§ 练习说明
依据文本中伏尔泰的论述，说明最杰出的近代作家在摹仿古人时为何仍能显出本国的特点。请用一至三句作答。

法国启蒙主义的重要作家伏尔泰在其著名的《论史诗》第一章中讲到:“在最杰出的近代作家身上,他们自己国家的特点可以通过他们对古人的摹仿中看出来;他们的花朵和果实虽然得到了同一太阳的温暖,并且在同一太阳的照射下成熟起来,但他们从培育他们的国土上接受了不同的趣味、色彩和形式。从写作的风格来认出一个意大利人、一个法国人、一个英国人或一个西班牙人,就像从他面孔的轮廓,他的发音和他的行动举止来认出他的国籍一样容易。”[1](P322~323)在本文中,伏尔泰主要是在倡导应从各民族的史诗和语言风格、风尚习俗等方面,探讨史诗的法则和不同民族人们不同的鉴赏趣味,但却自然地涉及到了地域性因素。

§ 记录摘录

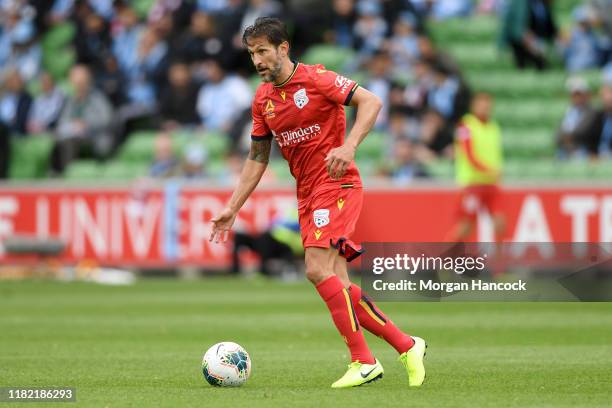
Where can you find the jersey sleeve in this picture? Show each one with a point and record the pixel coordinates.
(335, 87)
(260, 128)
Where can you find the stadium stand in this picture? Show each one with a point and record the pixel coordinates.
(529, 106)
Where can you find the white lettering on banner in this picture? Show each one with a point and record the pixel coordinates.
(9, 207)
(116, 227)
(90, 227)
(579, 207)
(141, 226)
(42, 217)
(65, 220)
(605, 219)
(532, 224)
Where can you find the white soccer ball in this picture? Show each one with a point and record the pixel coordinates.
(226, 364)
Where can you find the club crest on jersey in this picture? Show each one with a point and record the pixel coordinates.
(300, 98)
(321, 217)
(269, 109)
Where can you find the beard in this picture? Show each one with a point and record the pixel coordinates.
(273, 72)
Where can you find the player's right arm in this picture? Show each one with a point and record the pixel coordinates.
(252, 171)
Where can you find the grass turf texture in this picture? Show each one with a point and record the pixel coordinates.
(142, 346)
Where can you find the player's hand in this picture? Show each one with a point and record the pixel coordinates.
(338, 160)
(222, 224)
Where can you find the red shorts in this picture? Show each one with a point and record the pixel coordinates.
(328, 218)
(477, 198)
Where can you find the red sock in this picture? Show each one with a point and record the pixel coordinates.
(340, 306)
(374, 321)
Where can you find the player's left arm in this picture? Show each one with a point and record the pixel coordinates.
(368, 105)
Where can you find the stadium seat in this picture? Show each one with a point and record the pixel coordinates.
(528, 142)
(83, 170)
(373, 147)
(124, 170)
(332, 57)
(58, 36)
(34, 152)
(58, 62)
(138, 147)
(481, 29)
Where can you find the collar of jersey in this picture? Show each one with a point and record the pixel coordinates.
(286, 81)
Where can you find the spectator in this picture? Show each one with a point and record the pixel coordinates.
(200, 42)
(18, 48)
(92, 41)
(607, 73)
(378, 83)
(578, 115)
(526, 26)
(5, 151)
(260, 8)
(443, 9)
(165, 162)
(281, 243)
(145, 71)
(432, 56)
(583, 50)
(194, 161)
(85, 122)
(222, 99)
(447, 101)
(47, 106)
(125, 42)
(212, 6)
(178, 100)
(15, 103)
(370, 28)
(404, 167)
(404, 44)
(598, 133)
(110, 80)
(342, 21)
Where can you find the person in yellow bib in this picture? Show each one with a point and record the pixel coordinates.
(478, 162)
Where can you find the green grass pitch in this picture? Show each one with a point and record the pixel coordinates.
(141, 346)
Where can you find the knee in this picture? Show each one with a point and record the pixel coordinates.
(316, 274)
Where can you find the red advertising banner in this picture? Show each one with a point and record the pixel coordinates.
(171, 224)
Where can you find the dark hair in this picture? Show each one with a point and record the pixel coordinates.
(272, 28)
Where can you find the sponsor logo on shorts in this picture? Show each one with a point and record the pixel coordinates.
(321, 217)
(300, 98)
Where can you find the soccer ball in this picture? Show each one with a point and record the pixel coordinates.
(226, 364)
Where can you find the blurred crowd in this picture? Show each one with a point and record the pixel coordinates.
(180, 64)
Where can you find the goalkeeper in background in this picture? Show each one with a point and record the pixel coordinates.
(478, 168)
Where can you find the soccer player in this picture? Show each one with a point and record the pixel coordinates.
(478, 161)
(301, 107)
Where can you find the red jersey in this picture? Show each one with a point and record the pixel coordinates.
(305, 114)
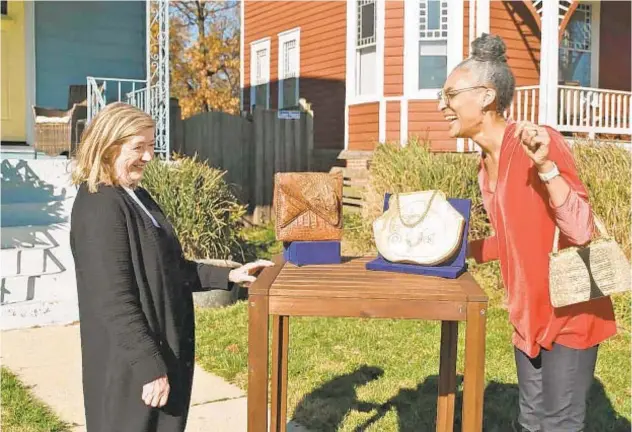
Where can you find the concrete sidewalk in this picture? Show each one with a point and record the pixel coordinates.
(48, 360)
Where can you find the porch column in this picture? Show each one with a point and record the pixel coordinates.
(482, 16)
(549, 53)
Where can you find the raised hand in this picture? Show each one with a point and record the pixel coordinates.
(535, 141)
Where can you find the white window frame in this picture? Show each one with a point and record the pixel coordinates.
(256, 46)
(287, 36)
(411, 47)
(352, 54)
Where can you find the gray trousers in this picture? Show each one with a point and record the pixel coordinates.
(553, 388)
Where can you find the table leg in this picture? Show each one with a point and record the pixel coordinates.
(257, 363)
(280, 342)
(474, 379)
(447, 376)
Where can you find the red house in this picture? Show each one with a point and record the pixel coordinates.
(371, 69)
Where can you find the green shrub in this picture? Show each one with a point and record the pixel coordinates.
(201, 206)
(605, 170)
(414, 167)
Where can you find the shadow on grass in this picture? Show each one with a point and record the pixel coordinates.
(325, 408)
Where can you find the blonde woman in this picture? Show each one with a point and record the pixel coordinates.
(134, 285)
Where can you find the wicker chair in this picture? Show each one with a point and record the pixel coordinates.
(53, 131)
(58, 130)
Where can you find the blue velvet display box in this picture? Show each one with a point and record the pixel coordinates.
(451, 269)
(302, 253)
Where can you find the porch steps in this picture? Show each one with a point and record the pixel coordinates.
(37, 276)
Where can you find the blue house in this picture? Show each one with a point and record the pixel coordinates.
(62, 62)
(56, 55)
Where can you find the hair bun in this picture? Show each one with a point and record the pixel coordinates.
(489, 48)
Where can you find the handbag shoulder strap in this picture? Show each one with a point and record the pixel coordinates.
(601, 227)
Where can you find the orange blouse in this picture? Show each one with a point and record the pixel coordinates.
(524, 222)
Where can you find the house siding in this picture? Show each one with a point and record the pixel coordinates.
(363, 126)
(322, 58)
(393, 117)
(74, 40)
(615, 46)
(394, 48)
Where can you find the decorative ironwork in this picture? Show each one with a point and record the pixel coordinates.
(433, 20)
(157, 95)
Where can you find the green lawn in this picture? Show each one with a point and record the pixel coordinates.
(381, 375)
(21, 412)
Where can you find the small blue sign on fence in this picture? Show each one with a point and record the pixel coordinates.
(289, 115)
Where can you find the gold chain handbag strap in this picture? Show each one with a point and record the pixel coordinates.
(601, 227)
(423, 216)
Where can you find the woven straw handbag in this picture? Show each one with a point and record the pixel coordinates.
(579, 274)
(308, 206)
(419, 228)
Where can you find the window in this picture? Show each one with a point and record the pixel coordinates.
(289, 65)
(575, 47)
(260, 73)
(366, 48)
(433, 44)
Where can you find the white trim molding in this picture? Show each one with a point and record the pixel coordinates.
(595, 29)
(242, 52)
(472, 21)
(549, 63)
(255, 47)
(353, 57)
(482, 17)
(284, 37)
(454, 49)
(31, 82)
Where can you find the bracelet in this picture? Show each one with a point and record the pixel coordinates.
(548, 176)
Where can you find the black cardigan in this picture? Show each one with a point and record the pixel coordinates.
(136, 309)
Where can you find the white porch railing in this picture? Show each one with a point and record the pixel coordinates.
(590, 110)
(580, 109)
(138, 98)
(102, 91)
(524, 106)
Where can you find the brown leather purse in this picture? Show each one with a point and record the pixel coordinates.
(308, 206)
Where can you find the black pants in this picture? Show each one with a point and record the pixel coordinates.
(554, 387)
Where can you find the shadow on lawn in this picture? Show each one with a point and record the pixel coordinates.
(325, 408)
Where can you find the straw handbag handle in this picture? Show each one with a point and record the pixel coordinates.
(598, 223)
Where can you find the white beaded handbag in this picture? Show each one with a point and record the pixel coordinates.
(419, 228)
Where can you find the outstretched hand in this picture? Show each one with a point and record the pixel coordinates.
(244, 275)
(156, 393)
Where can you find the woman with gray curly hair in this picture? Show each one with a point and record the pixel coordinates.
(529, 185)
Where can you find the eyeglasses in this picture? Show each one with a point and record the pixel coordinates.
(445, 96)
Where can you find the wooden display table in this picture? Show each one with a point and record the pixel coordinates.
(349, 290)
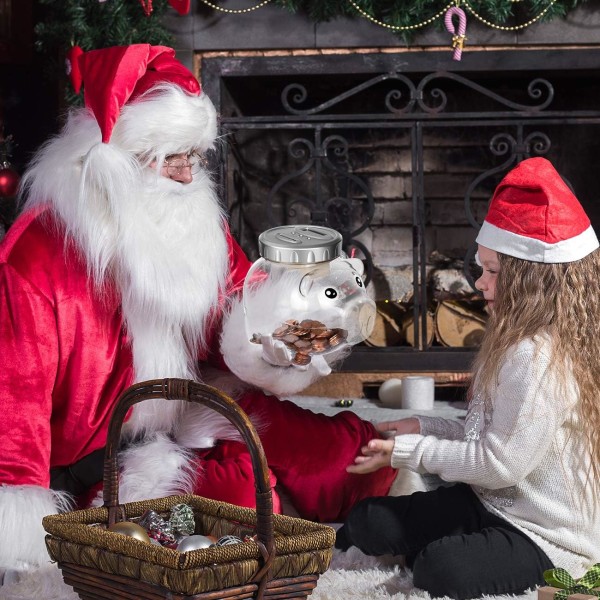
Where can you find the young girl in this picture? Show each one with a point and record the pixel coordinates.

§ 参考答案
这些作家如同花朵和果实，虽然受到同一太阳的温暖，并在同一太阳的照射下成熟，却从培育他们的国土上接受了不同的趣味、色彩和形式。因此，他们对古人的摹仿中仍可看出本国的特点。从写作风格认出其国籍，就像从一个人的面孔轮廓、发音和行动举止认出其国籍一样容易。